• [Your objective]:
"mask" is the word to look for; copy each line of the listing where it occurs.

---------- Available records

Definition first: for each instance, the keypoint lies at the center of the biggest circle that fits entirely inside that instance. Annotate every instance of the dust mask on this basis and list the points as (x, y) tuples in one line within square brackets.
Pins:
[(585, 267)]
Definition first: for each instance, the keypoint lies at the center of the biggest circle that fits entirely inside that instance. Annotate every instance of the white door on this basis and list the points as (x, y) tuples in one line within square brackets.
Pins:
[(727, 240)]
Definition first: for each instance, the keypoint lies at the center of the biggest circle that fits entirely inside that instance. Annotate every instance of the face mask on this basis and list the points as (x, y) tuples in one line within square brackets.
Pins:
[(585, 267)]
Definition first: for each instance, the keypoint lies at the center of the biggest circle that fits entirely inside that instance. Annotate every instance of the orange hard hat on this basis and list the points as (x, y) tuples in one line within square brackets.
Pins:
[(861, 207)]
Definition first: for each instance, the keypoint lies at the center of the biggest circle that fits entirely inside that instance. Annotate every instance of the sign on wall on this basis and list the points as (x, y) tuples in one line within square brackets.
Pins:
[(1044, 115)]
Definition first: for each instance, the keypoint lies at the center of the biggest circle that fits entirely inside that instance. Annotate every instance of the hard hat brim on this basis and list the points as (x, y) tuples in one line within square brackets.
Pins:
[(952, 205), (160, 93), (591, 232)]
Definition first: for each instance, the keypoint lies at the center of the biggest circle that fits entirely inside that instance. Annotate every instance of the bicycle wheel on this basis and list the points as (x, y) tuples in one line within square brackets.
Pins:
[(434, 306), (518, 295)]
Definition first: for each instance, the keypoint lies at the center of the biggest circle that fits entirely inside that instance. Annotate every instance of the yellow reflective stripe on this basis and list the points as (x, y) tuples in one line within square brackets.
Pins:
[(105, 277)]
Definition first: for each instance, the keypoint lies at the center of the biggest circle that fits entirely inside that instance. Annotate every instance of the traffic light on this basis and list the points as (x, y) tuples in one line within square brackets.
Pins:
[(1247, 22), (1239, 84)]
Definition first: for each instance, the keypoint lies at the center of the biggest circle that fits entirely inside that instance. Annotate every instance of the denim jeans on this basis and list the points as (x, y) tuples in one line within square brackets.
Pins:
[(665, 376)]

--------------------

• [Response box]:
Definition first: for each instance, the keypoint lies at the center of the biggest circle that fits entirely inside that instance. Annotate every instance of the dust mask on this basis and list the points as (x, y) tuples in one line within square brackets.
Definition first: for each instance, the keypoint lies at the center of the biggest circle that fits entirely inside that instance. Annotate every instance of the face mask on this basis and list the points as (x, y) tuples in one line within square brackets.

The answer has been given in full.